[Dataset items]
■ ■ ■ ■
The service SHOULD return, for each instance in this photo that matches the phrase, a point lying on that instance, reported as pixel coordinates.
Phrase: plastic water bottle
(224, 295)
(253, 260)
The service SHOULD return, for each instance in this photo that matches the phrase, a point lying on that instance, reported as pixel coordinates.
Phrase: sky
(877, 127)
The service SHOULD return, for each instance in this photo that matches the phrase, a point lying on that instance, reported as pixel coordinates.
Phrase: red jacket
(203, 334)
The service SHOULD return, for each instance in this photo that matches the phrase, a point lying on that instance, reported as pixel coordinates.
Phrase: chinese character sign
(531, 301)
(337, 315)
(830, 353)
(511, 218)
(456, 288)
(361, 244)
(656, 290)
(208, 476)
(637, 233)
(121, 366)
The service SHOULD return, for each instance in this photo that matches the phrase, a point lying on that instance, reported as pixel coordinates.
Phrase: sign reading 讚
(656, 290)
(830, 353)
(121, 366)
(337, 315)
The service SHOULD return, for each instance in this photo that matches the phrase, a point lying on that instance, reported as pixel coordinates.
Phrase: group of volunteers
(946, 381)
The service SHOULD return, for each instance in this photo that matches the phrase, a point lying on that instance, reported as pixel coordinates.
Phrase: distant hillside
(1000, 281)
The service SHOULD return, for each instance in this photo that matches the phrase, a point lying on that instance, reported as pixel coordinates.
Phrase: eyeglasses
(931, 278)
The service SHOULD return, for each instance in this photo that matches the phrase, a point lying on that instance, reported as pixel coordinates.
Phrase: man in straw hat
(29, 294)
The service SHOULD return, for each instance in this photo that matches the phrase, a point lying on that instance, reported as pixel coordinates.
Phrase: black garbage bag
■ ■ ■ ■
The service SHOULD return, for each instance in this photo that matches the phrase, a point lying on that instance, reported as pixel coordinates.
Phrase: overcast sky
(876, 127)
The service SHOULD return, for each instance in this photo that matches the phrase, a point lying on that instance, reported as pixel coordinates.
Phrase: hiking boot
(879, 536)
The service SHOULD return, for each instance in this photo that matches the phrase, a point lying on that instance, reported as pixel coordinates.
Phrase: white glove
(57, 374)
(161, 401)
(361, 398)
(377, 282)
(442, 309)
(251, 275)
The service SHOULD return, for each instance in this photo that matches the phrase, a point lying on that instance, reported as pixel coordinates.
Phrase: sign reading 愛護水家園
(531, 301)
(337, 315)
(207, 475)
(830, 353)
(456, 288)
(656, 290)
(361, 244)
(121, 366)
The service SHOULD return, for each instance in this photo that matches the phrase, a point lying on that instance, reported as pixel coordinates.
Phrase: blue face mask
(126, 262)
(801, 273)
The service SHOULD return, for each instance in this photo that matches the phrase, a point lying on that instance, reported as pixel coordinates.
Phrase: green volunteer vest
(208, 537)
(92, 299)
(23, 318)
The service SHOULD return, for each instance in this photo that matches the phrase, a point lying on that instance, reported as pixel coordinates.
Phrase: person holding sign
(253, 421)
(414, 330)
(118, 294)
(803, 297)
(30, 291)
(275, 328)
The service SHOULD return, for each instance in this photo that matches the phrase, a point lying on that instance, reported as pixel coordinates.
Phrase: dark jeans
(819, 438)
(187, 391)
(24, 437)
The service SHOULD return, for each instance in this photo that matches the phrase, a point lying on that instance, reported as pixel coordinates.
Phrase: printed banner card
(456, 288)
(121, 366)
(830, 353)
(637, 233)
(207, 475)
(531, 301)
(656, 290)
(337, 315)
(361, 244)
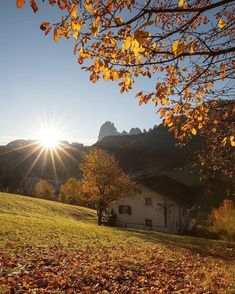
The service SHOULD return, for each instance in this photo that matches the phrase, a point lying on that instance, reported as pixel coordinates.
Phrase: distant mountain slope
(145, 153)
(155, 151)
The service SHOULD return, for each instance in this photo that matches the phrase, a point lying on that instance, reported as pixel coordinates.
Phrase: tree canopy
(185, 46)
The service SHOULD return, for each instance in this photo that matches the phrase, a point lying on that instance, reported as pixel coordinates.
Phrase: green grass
■ ■ ■ ■
## WHAT TO DO
Above are the lines; repeat exactly the ones from the line containing "Phrase: man in straw hat" down to the line containing "Phrase: black garbage bag", both inclusive.

## SOLUTION TO THE PROBLEM
Phrase: man in straw hat
(29, 294)
The service SHOULD return, for each instance in this photo that matches the phrase, a point lying on that instance, reported as pixel coordinates.
Phrase: black garbage bag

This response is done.